In May 2012, ESPN acquired the rights to broadcast the Campeonato Brasileiro Série A from Brazil, followed by a deal in June to broadcast Ligue 1 from France. In July, ESPN announced a renewed multi-season Bundesliga rights deal, lasting until the 2014–15 season, for up to four matches per week (all in high definition). It will also screen action from the DFL-Supercup, as well as a highlights packages and video on-demand footage. In addition, agreements for the Eredivisie and Russian Premier League were also renewed. Foreign club football airs on BT Sport and ESPN after the acquisition of ESPN by BT Sport

==== International football ====
The first international football match shown on ESPN was the pre-season friendly match between Russia and Argentina on 12 August 2009, which saw Argentina win 3–2. The first youth international match was the European Under-21 Championship qualification match between England under-21s and FYR Macedonia under-21s on 4 September 2009, which England won 2–1.

On 5 October 2009, ESPN secured a multi-year deal to show 150 classic FIFA World Cup matches from 1930 to 2006. The matches are shown on ESPN and ESPN Classic.

As part of a four-year deal for FA Cup coverage, formally announced on 8 December 2009, ESPN will show all of the England Under-21s home fixtures. These matches have since moved to BT Sport who now own ESPN.

On 24 May 2010, ESPN announced that it had acquired UK exclusive broadcast rights to live coverage from 41 international football fixtures, including "at least" 16 qualifiers for the UEFA Euro 2012 tournament, from the Kentaro rights agency. It is understood that the batch of games will feature a broad mix of European national sides, potentially including some home nations. ESPN will also broadcast 20 international friendlies and live coverage from the Brazil World Tour, in which the five-time World Cup winners take on national teams from around the world. The first of these fixtures to be shown was the World Cup warm-up match between Argentina and Canada on 24 May 2010, which was won 5–0 by the home side, these matches moved to BT Sport after the acquisition. Sky Sports have exclusive coverage of all qualifiers within Europe from 2014 to 2018, apart from England matches and one other qualifier per matchday, which air on ITV.

* [Supplied information]:
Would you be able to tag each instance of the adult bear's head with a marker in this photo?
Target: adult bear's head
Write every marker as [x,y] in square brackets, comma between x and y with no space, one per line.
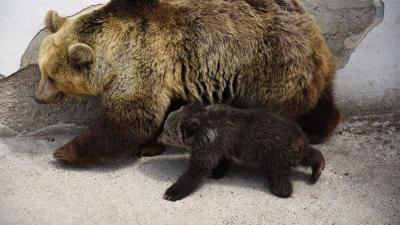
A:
[77,58]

* [Requirements]:
1 > In the text on ESPN's football rights, how many classic FIFA World Cup matches did the October 2009 deal cover?
2 > Switch "multi-year" to "long-term" in the ESPN rights text, and write out the passage that begins at the words "On 5 October" and stops after "and ESPN Classic.".

* [Per-task answers]:
1 > 150 matches, from 1930 to 2006.

2 >
On 5 October 2009, ESPN secured a long-term deal to show 150 classic FIFA World Cup matches from 1930 to 2006. The matches are shown on ESPN and ESPN Classic.